Exercise requirements: On the openproteo-core page below, why does the SpectrumSource trait use boxed iterators instead of RPITIT?

Passage:
Skip to main content

openproteo-core

openproteo-core is the shared Rust foundation every vendor parser in the stack builds on. It defines the vendor-neutral records, the SpectrumSource trait, the canonical mzML 1.1.0 writer, an optional Apache Arrow bridge, and the cross-vendor conformance harness.

Install

[dependencies]
openproteo-core = "0.1"

# Optional: zero-copy Arrow RecordBatch builder.
openproteo-core = { version = "0.1", features = ["arrow"] }

The SpectrumSource trait

Every vendor parser (opentfraw, opentimstdf, openwraw) implements this trait. Anything downstream of a parser - the canonical mzML writer, the Arrow batch builder, the conformance harness, the openproteo-io umbrella, the vendor2mzml CLI - operates against &mut dyn SpectrumSource.

use openproteo_core::{RunMetadata, SpectrumRecord, ChromatogramRecord};

pub trait SpectrumSource {
fn run_metadata(&self) -> RunMetadata;
fn iter_spectra<'a>(&'a mut self)
-> Box<dyn Iterator<Item = SpectrumRecord> + 'a>;
fn iter_chromatograms<'a>(&'a mut self)
-> Box<dyn Iterator<Item = ChromatogramRecord> + 'a> {
Box::new(std::iter::empty())
}
fn spectrum_count(&self) -> Option<usize> { None }
}

Boxed iterators (rather than RPITIT) keep the trait dyn-compatible so the rest of the stack can hold &mut dyn SpectrumSource.

Public API

SymbolModulePurpose
SpectrumRecordtypesDecoded spectrum: id, ms level, polarity, rt, peaks, precursor.
PrecursorInfotypesSelected / isolated precursor, charge, activation, scan window.
ChromatogramRecordtypesTIC / BPC / SRM trace.
RunMetadatatypesRun-level CV terms: instrument, source format, native id format.
CvTermtypesA PSI-MS controlled-vocabulary term.
Polarity, Analyzer, ScanMode, MsPower, ActivationenumsStandard enumerations.
MobilityArrayKindenumsPer-peak inverse-mobility / drift-time array kind.
SpectrumSourcesourceTrait every parser implements.
write_mzmlmzmlStream a SpectrumSource to a plain mzML 1.1.0 document.
write_indexed_mzmlmzmlSame, with <indexList> + SHA-1 footer for byte-offset indexing.
conformance::assert_source_invariantsconformanceCheck a live SpectrumSource for cross-vendor invariants.

Material:
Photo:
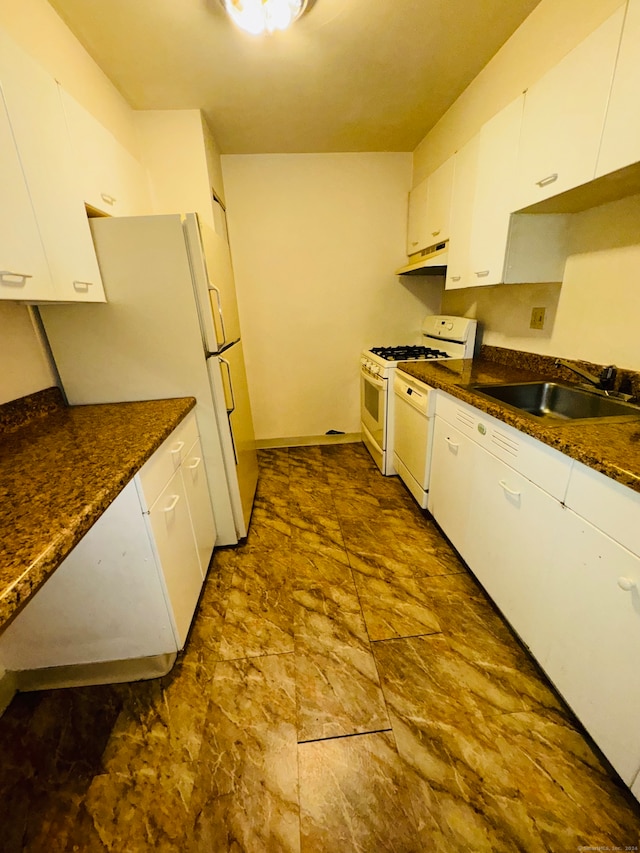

Written solution: Boxed iterators keep the trait dyn-compatible, so the rest of the stack can hold &mut dyn SpectrumSource.